In addition to testing power and movement with 1080 Sprint to individualize training, the academy also uses the resistance settings to train fundamentals of acceleration, backpedaling, and change of direction.
“In a small group with 3-4 players, it’s very easy to put the waist strap on and take it off again. So we’ll do resisted sprinting for, let’s say, 30 meters, and then you unstrap, let the 1080 retract the cable, and within a couple of seconds the next athlete can put it on and go again,” Norman says. “Also, with tennis it is important to be able to move backwards. So with 1080 Sprint we can work on moving backwards and the shuffling technique that you need to be able to do going backwards. In tennis you move side-to-side, you move forward, and then all of a sudden you move backwards instead of turning and turning your back on the net—that’s an important area where we’ve been able to use the 1080 Sprint.”
Communication and the “Why”
In team sports, communication is an essential skill and often a determining factor in wins and losses. Though working in an individual sport, the collective at the Good to Great Academy embodies that team-directed mode of communication in order to keep everyone on the same page and moving in the right direction.
“We try to have all the fitness coaches on the tennis court, so all the fitness coaches should be on the tennis court for 2 hours per week,” Norman says. “We think that’s important for them to be speaking to the tennis coaches and looking at the actual sport that they are training for. And I also want the tennis coaches to be in the gym sometimes to see what the fitness coaches are doing to get an understanding of what we are doing there.”
“That’s the tough part sometimes,” Norman concedes. “To get the medical team involved, to get the mental coach involved, to get everybody speaking the same language. That’s my job at the academy, because I’m involved in all the different areas and I’m very interested in all the different areas. I try to get everyone to buy-in on what we are doing, speak the same language, share information, and communicate.”
Objective data is one form of language that each performance department can share. Good to Great collects and manages athlete data in the form of acute and chronic training loads, readiness numbers, sleep scores, fitness and mobility testing, and more. In addition to forming the foundation of communication within the coaching staff, this data also opens avenues of communication between the coaches and their players.
At least three times a year, the tennis coach, fitness coach, and athlete meet in order to discuss evaluations, findings from the data, and the why behind the long term development process.
“We don’t talk so much about winning, we talk instead about the why,” Norman says. “Why they are having a good period, so we can try to learn from winning. And we also try to learn from losing. Losing is a great way of learning. For me, looking at the players who have gone from 12-13-years-old to among the top 100 players in the world, they have had this ability to learn from their losses. They never lose motivation when they lose, they go out and they work even harder.”
Along with this resilience, Norman has also found that the best players he coaches ask a lot of questions and bring their own input into training. That internal, self-directed quality is critical—once they hit the court, the players need to make their own decisions and command the tactical and strategic side of their game.
“The best feeling for me as a coach is when it comes from the player,” says Norman. “We can guide them in the right direction, but they have to find out what’s around the corner, they have to be eager to learn. At the end of the day it’s great to have good hands and it’s great to be skillful, but you have to have this inner-drive to make it, because it’s a long journey and it has to come from within.”

▶ DATA SECTION

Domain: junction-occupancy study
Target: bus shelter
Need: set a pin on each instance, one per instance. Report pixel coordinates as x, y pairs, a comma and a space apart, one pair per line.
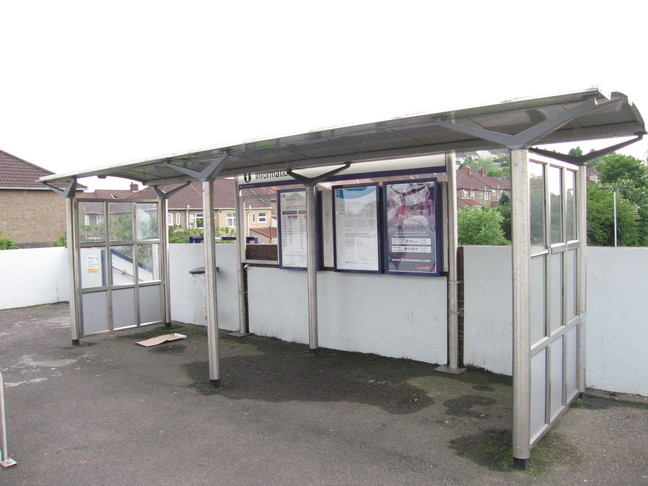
549, 247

▶ ASSIGNED TASK
In the passage about the Good to Great Academy, how many hours per week should the fitness coaches spend on the tennis court?

▶ TASK SOLUTION
Two hours per week.